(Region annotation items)
================

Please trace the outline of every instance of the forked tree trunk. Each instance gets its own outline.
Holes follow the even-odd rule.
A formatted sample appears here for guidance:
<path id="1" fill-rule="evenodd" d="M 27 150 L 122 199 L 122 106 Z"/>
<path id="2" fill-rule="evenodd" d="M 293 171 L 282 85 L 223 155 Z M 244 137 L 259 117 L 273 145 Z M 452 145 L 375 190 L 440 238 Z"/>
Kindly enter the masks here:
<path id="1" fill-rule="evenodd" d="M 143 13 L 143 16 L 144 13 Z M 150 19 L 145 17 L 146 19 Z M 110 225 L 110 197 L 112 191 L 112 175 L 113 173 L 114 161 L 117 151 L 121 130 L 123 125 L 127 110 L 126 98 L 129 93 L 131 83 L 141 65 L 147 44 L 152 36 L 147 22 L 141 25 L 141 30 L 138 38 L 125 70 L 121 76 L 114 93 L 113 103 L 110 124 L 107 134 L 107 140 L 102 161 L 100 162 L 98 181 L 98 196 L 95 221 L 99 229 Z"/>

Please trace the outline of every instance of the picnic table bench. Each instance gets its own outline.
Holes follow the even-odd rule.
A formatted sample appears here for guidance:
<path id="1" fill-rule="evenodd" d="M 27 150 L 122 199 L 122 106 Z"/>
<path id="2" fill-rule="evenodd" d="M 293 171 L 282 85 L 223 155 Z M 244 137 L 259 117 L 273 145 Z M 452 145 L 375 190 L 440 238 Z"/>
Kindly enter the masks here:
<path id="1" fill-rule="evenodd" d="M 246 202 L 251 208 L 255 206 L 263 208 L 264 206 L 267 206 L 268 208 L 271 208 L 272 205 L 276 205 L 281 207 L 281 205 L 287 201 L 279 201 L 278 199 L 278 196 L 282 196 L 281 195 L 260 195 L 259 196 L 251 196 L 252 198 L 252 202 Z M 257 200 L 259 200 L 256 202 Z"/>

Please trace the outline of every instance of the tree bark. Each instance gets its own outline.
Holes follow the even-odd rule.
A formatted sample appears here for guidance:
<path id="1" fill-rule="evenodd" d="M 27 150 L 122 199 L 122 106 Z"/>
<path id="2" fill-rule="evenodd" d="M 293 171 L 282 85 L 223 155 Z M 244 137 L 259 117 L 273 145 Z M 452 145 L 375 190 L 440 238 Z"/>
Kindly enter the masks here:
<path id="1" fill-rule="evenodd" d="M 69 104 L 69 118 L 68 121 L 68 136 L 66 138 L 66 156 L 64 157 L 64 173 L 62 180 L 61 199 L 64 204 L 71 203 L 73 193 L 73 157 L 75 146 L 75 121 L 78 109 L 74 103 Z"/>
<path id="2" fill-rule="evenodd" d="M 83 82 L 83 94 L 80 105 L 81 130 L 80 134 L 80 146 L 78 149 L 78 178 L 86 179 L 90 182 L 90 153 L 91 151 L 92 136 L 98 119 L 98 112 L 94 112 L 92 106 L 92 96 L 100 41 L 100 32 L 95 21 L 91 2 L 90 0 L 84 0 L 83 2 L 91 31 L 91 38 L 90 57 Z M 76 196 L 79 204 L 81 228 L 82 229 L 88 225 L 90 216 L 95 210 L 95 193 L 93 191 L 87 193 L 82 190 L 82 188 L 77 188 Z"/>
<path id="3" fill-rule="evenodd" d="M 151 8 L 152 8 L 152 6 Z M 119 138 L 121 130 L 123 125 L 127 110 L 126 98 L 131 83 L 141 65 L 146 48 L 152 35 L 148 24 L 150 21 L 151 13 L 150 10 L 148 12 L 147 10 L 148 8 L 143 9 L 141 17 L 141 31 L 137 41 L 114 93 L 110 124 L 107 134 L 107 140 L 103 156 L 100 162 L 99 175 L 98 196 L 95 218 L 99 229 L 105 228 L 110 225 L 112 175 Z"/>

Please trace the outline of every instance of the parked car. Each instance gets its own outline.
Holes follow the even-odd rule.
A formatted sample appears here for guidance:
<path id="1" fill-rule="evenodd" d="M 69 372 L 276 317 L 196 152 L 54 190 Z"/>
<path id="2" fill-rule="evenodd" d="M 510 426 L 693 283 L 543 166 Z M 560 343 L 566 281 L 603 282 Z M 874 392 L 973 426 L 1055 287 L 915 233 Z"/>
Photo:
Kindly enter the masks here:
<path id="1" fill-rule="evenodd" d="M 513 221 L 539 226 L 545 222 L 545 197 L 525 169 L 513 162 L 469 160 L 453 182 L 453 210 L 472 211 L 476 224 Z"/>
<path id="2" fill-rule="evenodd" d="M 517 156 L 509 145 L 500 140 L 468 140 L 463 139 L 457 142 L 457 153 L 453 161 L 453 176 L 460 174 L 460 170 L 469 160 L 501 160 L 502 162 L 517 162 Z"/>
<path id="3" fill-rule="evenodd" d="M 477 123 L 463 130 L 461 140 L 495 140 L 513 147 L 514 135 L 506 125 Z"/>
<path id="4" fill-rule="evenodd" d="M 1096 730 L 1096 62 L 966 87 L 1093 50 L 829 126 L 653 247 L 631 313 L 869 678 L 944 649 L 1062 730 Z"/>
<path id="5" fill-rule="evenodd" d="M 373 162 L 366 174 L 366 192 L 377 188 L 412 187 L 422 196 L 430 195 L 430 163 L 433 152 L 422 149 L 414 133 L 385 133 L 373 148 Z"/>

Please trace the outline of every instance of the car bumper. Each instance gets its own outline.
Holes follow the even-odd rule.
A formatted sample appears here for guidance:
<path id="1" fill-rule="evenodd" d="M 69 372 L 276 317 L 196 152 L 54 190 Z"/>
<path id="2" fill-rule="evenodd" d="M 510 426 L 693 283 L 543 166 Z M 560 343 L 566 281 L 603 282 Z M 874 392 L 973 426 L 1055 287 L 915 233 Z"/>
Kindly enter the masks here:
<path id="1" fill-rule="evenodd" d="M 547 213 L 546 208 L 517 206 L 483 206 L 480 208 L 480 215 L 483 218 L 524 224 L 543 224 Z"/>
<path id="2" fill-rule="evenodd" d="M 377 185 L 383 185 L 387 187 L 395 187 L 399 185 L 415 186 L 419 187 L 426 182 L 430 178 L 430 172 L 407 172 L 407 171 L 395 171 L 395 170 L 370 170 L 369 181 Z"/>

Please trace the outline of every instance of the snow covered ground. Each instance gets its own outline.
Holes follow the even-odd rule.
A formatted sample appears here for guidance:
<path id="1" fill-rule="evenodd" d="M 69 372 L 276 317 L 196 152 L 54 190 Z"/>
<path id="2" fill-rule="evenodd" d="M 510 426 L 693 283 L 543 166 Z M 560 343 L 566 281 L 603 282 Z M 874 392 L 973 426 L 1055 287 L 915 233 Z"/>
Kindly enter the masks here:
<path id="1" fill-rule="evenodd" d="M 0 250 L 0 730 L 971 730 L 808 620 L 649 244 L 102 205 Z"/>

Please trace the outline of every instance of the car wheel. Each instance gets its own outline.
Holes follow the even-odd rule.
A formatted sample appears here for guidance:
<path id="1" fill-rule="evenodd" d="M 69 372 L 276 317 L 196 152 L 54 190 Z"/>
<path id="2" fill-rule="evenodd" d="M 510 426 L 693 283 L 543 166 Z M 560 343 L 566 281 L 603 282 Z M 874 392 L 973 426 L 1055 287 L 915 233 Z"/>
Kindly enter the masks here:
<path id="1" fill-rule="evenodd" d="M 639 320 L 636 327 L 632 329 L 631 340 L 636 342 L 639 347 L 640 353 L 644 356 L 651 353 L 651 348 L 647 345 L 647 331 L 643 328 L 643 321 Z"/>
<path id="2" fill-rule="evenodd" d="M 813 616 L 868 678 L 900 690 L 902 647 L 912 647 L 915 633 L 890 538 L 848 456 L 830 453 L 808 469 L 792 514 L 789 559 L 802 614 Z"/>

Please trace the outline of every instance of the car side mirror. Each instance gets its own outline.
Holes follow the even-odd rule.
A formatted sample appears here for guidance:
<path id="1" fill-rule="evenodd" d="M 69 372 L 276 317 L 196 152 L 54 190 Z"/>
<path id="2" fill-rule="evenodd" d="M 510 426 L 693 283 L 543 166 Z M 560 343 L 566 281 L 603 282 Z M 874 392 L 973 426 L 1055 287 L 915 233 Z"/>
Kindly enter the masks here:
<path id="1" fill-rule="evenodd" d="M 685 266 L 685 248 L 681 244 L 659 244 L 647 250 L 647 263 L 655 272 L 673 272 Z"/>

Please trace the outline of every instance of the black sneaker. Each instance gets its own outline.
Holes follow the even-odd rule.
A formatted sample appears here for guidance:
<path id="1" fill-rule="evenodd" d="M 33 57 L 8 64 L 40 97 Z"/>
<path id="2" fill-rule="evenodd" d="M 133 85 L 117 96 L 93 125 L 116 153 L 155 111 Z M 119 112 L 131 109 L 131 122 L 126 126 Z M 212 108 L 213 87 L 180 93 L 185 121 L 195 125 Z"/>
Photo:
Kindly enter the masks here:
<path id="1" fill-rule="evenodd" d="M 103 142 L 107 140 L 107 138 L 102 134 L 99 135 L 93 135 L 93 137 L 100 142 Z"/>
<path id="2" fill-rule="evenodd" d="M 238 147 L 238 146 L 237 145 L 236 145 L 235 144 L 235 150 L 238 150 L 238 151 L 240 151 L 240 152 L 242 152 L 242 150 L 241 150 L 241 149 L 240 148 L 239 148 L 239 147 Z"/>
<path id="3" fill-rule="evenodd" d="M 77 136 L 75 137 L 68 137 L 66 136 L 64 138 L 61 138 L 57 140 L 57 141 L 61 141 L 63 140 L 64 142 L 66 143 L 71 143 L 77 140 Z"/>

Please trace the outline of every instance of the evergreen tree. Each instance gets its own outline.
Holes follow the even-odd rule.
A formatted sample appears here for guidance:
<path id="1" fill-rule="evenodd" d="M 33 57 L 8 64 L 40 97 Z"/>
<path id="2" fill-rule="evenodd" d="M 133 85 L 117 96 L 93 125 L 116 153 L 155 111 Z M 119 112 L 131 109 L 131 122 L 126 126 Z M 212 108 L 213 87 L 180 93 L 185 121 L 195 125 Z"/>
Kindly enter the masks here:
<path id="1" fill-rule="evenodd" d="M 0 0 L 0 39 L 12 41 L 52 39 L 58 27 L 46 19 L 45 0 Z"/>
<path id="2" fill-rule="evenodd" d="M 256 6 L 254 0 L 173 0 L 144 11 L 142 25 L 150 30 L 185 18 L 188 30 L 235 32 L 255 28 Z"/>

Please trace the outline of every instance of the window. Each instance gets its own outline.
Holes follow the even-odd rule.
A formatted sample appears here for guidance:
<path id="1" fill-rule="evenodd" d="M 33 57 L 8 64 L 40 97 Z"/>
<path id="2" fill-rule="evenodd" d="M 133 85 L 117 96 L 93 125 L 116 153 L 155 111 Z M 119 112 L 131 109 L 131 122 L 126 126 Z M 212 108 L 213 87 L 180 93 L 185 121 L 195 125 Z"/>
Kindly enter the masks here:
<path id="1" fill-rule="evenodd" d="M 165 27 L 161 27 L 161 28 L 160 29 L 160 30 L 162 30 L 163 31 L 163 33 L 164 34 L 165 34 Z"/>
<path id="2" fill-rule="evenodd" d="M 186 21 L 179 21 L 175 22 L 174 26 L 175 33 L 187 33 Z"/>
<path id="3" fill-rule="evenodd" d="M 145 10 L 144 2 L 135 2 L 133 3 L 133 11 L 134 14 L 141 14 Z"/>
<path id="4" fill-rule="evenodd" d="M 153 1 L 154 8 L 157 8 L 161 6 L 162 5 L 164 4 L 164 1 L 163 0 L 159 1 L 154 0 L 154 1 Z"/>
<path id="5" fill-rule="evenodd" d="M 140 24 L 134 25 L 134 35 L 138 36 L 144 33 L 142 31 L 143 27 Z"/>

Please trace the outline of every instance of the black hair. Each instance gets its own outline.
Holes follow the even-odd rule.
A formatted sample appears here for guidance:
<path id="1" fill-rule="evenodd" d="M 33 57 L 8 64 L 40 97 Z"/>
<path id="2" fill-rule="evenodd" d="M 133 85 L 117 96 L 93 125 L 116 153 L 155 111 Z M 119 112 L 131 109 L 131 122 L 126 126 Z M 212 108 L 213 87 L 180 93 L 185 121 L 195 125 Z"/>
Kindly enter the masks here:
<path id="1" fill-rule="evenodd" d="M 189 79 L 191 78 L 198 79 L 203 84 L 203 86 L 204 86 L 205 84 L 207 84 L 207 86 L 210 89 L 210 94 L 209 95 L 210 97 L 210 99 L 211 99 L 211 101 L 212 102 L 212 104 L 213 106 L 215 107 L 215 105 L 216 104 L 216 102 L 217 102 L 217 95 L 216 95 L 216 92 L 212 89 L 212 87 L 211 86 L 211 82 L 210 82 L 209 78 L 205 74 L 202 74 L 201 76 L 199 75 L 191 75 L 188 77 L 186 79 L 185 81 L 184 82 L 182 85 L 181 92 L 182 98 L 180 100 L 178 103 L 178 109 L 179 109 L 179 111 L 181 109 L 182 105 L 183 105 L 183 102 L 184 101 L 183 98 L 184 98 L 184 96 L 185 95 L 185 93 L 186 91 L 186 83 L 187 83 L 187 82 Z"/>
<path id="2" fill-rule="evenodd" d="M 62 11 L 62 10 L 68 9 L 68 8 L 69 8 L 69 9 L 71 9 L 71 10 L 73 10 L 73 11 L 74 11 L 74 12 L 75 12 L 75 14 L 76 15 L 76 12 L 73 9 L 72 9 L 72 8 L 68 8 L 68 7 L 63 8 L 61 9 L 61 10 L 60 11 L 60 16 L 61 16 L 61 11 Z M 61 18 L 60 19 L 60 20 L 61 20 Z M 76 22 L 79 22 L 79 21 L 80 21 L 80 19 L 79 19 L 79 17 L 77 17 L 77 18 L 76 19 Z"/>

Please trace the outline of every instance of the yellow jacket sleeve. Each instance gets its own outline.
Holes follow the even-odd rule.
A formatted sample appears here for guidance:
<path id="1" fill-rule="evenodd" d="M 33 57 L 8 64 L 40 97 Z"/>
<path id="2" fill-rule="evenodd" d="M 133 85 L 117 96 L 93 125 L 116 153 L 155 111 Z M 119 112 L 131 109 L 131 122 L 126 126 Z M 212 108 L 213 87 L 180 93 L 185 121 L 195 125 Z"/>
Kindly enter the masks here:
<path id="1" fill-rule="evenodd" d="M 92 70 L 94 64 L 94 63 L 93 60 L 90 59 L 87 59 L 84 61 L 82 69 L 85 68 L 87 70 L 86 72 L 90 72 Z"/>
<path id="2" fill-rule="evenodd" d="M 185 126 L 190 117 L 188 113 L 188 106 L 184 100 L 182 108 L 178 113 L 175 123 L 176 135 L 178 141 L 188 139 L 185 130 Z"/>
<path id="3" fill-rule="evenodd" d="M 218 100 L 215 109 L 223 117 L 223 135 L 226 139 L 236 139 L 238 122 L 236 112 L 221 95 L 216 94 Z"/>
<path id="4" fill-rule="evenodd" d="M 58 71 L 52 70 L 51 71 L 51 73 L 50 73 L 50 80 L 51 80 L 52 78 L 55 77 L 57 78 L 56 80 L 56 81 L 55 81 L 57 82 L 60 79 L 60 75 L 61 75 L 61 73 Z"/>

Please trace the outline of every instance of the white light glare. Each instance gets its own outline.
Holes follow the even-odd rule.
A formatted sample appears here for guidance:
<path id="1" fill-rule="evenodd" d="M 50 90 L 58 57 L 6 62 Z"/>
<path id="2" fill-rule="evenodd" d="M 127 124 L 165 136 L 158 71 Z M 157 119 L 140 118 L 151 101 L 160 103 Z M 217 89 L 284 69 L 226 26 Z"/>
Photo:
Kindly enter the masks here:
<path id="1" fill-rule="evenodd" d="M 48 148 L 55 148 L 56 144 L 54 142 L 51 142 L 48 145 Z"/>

================

DIRECTIONS - Which lines run from the one containing "Please trace the outline of every instance of the white" to the end of the entries above? Quote exactly those, and only those.

ANSWER TO THIS TASK -
Please trace the outline of every instance of the white light glare. Each instance gets its own outline.
Holes follow the even-odd rule.
A formatted sample appears here for guidance:
<path id="1" fill-rule="evenodd" d="M 50 90 L 58 57 L 6 62 Z"/>
<path id="2" fill-rule="evenodd" d="M 127 124 L 165 136 L 158 71 Z M 157 119 L 140 118 L 151 101 L 160 103 Z M 217 89 L 284 69 L 226 26 Z"/>
Photo:
Kindly enter the masks here:
<path id="1" fill-rule="evenodd" d="M 48 148 L 55 148 L 56 144 L 54 142 L 51 142 L 48 145 Z"/>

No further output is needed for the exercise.